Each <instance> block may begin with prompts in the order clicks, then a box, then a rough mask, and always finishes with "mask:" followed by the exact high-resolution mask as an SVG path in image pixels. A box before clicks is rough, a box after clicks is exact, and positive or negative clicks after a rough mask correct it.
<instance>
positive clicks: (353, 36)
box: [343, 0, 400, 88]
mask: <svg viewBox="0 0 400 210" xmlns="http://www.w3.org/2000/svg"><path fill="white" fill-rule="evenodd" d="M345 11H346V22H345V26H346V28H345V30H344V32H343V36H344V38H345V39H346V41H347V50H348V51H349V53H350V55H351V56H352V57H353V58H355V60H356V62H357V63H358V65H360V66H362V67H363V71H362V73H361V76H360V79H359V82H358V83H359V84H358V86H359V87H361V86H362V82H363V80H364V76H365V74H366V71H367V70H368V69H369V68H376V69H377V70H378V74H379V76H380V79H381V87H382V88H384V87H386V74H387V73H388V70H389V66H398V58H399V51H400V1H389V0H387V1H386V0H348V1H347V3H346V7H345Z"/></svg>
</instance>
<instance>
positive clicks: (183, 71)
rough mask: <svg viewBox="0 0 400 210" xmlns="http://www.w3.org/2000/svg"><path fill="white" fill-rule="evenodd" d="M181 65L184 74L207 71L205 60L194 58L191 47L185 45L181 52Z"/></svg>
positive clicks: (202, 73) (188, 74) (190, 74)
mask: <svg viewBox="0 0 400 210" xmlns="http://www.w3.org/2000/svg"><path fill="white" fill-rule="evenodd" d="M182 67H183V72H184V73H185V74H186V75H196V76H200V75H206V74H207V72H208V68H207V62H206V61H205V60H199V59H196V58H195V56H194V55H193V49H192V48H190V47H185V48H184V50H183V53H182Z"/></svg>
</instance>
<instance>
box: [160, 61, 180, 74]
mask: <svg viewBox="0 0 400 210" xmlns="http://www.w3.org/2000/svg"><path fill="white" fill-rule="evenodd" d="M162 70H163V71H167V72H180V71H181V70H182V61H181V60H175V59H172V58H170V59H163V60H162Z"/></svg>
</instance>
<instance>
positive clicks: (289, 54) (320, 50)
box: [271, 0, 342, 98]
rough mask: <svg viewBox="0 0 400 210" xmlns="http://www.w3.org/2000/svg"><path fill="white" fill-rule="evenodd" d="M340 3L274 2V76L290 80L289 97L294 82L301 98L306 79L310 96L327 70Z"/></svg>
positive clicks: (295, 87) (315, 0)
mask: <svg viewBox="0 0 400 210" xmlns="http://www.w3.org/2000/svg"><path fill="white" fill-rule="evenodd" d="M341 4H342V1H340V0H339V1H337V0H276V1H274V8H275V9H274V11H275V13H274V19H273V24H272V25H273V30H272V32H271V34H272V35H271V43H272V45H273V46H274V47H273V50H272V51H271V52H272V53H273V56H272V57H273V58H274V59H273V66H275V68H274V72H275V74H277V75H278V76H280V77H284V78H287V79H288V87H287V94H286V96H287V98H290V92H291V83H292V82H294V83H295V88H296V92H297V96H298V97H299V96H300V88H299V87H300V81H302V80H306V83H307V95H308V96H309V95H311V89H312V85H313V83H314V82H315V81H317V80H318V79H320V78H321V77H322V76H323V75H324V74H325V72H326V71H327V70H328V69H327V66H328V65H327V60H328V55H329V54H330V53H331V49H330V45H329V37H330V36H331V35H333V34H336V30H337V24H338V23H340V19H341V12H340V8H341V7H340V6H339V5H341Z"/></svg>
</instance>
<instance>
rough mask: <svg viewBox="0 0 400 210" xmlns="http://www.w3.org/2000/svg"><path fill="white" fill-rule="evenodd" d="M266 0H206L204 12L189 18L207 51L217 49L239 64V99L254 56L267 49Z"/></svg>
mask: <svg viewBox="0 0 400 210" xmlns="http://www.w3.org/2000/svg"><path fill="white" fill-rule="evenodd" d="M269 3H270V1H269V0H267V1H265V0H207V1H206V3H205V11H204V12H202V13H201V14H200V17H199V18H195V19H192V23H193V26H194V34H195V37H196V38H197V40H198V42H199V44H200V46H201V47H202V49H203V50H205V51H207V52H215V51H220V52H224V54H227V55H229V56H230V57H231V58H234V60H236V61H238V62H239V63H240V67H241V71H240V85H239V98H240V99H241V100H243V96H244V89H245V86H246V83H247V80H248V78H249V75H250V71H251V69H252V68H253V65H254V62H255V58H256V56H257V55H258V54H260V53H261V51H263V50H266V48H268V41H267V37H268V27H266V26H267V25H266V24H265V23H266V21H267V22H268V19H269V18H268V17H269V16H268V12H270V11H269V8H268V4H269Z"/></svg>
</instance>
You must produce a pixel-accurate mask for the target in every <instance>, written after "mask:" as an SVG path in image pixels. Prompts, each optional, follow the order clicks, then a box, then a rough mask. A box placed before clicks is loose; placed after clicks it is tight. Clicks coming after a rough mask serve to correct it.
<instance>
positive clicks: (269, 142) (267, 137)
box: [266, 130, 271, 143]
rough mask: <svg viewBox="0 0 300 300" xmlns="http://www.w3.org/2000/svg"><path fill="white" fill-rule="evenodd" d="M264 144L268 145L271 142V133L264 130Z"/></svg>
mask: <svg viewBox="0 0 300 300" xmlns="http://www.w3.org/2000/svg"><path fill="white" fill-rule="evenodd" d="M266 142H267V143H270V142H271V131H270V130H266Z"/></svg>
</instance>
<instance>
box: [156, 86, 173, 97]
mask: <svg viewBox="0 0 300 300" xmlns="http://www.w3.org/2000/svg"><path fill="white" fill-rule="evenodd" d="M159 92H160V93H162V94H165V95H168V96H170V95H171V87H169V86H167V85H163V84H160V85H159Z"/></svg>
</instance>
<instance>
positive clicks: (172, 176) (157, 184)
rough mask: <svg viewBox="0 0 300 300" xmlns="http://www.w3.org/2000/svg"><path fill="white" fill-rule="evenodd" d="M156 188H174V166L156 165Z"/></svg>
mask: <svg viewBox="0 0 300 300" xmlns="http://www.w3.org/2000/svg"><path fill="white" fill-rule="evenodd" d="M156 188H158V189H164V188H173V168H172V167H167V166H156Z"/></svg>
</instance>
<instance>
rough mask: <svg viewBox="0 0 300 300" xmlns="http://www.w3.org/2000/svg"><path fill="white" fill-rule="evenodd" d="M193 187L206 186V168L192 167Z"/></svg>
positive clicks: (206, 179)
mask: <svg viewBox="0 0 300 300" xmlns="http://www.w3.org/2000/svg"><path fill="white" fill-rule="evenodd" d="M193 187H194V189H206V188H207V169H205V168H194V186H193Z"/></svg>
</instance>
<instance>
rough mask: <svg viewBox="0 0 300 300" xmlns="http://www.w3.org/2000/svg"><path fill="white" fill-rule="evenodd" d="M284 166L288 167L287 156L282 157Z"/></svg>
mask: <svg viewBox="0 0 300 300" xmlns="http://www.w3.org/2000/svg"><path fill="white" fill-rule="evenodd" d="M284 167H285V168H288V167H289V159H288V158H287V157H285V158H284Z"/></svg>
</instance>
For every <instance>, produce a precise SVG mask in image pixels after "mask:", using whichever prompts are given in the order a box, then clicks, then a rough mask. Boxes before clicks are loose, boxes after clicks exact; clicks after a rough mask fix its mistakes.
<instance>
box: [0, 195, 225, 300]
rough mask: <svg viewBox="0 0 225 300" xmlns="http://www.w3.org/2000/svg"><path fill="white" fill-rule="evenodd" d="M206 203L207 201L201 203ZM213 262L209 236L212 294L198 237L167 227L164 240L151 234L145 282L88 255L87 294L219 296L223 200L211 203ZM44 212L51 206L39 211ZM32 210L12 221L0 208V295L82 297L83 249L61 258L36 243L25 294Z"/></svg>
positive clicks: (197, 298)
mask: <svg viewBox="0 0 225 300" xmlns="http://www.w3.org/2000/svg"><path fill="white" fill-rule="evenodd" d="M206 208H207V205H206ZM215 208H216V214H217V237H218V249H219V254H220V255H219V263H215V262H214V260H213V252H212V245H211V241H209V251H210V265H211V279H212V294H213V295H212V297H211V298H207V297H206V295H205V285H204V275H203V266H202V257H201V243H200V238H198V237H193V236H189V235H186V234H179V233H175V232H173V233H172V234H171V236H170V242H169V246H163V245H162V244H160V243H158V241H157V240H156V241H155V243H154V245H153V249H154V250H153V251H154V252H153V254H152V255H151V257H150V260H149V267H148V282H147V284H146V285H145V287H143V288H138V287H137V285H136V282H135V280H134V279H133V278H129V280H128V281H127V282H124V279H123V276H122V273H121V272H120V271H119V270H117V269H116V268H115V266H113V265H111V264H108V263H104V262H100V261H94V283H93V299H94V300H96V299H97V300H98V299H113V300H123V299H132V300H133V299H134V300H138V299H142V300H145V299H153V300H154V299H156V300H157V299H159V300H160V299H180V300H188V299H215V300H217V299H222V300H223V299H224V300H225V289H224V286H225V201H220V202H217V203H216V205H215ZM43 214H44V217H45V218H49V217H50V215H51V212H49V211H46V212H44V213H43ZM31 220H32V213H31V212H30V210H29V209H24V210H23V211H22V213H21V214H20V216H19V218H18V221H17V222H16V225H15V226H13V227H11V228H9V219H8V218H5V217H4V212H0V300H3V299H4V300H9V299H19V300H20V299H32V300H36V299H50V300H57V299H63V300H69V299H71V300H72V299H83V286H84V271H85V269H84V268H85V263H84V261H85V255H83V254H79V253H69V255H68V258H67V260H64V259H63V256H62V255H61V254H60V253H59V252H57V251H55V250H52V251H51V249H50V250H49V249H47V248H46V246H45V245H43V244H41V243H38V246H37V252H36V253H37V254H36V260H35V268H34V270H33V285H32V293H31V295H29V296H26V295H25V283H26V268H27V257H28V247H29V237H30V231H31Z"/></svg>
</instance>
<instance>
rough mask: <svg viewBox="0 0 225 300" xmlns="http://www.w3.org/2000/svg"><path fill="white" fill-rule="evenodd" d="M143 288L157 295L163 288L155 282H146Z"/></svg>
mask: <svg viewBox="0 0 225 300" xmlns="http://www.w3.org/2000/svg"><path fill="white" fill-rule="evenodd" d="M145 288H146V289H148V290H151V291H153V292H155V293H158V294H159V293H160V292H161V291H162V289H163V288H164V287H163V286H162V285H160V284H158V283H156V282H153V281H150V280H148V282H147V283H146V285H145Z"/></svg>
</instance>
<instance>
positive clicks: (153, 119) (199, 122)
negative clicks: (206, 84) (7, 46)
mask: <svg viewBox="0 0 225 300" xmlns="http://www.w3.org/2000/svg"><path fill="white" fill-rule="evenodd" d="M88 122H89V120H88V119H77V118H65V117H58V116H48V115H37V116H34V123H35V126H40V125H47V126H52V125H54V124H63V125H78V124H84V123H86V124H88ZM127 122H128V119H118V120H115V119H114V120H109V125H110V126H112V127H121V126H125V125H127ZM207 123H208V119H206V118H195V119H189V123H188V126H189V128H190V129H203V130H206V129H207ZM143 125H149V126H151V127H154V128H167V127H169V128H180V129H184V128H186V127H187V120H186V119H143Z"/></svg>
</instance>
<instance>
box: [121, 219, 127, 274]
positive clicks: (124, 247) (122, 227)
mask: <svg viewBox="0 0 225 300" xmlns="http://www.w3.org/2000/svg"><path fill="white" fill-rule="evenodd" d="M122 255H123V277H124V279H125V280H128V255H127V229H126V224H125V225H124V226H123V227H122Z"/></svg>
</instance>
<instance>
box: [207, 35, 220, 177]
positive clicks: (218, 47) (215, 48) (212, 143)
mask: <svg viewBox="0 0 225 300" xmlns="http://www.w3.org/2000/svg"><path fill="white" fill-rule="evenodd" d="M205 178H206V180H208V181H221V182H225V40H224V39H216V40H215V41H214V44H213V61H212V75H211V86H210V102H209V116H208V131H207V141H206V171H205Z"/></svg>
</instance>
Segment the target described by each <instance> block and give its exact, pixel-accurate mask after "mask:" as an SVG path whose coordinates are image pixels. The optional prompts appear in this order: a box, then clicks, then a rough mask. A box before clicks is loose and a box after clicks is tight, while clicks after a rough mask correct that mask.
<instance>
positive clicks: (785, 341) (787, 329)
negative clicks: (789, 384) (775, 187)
----------------
**Description of the task:** The lines above may hold the string "every". Say how many do, and give only that number.

**Task answer:** 2